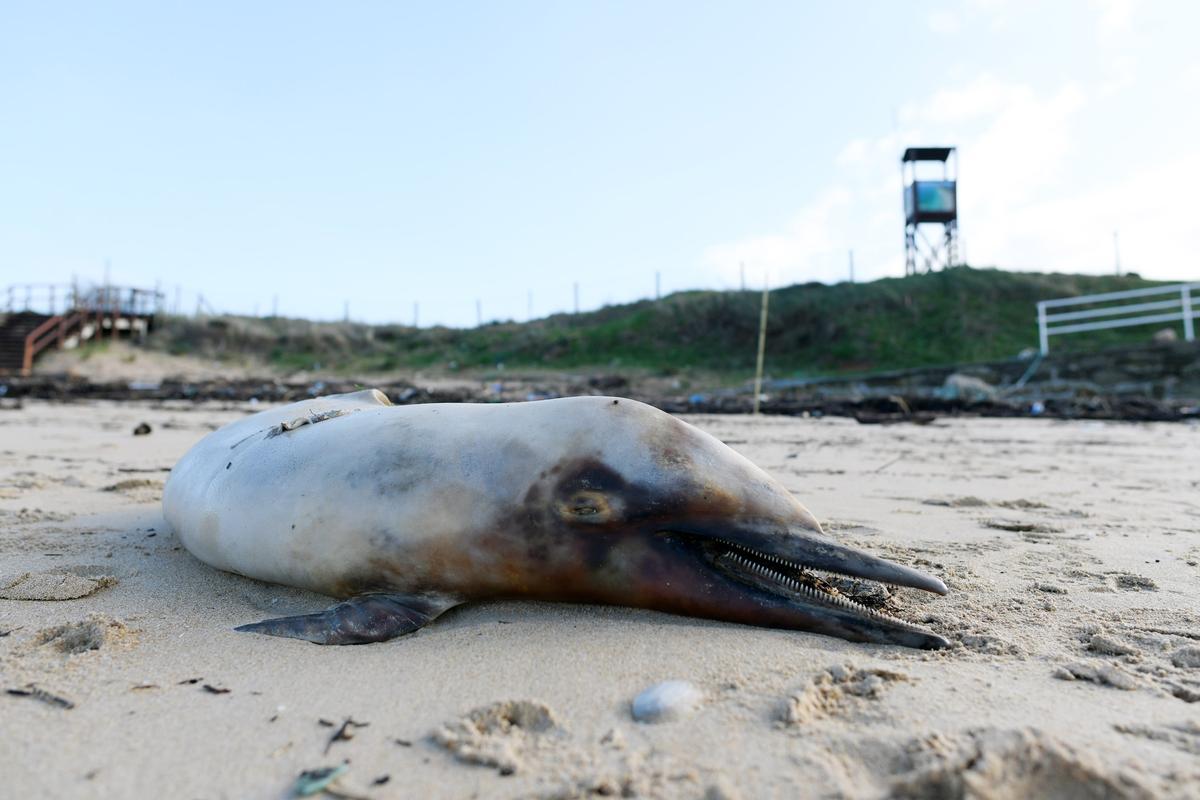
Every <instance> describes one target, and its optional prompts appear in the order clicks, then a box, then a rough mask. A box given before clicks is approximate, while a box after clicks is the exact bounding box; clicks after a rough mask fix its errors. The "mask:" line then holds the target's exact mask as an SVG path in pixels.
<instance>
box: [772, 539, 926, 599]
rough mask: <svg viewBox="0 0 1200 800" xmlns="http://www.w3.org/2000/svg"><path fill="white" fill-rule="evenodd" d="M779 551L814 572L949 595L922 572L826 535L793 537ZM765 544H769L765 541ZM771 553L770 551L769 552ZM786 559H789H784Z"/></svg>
mask: <svg viewBox="0 0 1200 800" xmlns="http://www.w3.org/2000/svg"><path fill="white" fill-rule="evenodd" d="M785 542H786V543H784V542H780V545H782V547H779V548H778V549H779V551H785V552H788V551H790V553H788V555H791V558H790V559H788V560H792V561H799V563H800V564H804V565H806V566H809V567H810V569H814V570H822V571H824V572H834V573H838V575H845V576H850V577H854V578H865V579H866V581H875V582H877V583H886V584H889V585H893V587H908V588H911V589H922V590H923V591H931V593H934V594H937V595H946V594H948V593H949V589H947V588H946V584H944V583H942V581H941V579H940V578H935V577H934V576H931V575H925V573H924V572H922V571H919V570H913V569H912V567H908V566H904V565H902V564H895V563H893V561H888V560H886V559H881V558H878V557H876V555H871V554H870V553H865V552H863V551H860V549H857V548H853V547H848V546H846V545H839V543H838V542H834V541H832V540H829V539H827V537H826V536H823V535H818V534H815V533H812V531H809V530H804V531H800V533H796V534H791V535H790V536H788V537H787V539H786V540H785ZM764 543H766V542H764ZM768 552H769V551H768ZM785 558H786V557H785Z"/></svg>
┄┄┄┄┄┄
■ **To-do item**: Rewrite all of the lines above, replacing "rough mask" with "coarse mask" wherever it occurs and leaving everything else unchanged. Omit the pictures from your answer.

■ **Exercise output**:
Every <instance> describes one target, and its optional prompts appear in the order clicks, then a box, then a coarse mask. A box given before clicks is approximate, while a box after clicks is the exact bounding box; clicks after a coarse mask fix its errors. The "mask:" line then holds the target's exact mask as an SVG path in pixels.
<instance>
box: [772, 539, 926, 599]
coarse mask: <svg viewBox="0 0 1200 800" xmlns="http://www.w3.org/2000/svg"><path fill="white" fill-rule="evenodd" d="M779 551L814 572L949 595L922 572L826 535L793 537ZM765 544H769L765 541ZM771 553L770 551L769 552ZM786 559H789H784Z"/></svg>
mask: <svg viewBox="0 0 1200 800" xmlns="http://www.w3.org/2000/svg"><path fill="white" fill-rule="evenodd" d="M785 542H786V543H784V542H780V545H782V547H779V548H778V549H779V551H785V552H788V551H790V553H788V555H791V558H790V559H788V560H792V561H799V563H800V564H804V565H806V566H809V567H810V569H814V570H822V571H824V572H834V573H838V575H845V576H850V577H854V578H865V579H866V581H875V582H877V583H886V584H889V585H893V587H908V588H911V589H922V590H923V591H931V593H934V594H937V595H946V594H948V593H949V589H947V588H946V584H944V583H942V581H941V579H940V578H935V577H934V576H931V575H925V573H924V572H922V571H919V570H913V569H912V567H908V566H904V565H902V564H895V563H893V561H888V560H886V559H881V558H878V557H876V555H871V554H870V553H865V552H863V551H860V549H857V548H853V547H848V546H846V545H839V543H838V542H834V541H832V540H829V539H827V537H826V536H823V535H818V534H815V533H812V531H809V530H804V531H800V533H796V534H791V535H790V536H788V537H787V539H786V540H785ZM764 543H766V542H764ZM768 552H769V551H768ZM785 558H786V557H785Z"/></svg>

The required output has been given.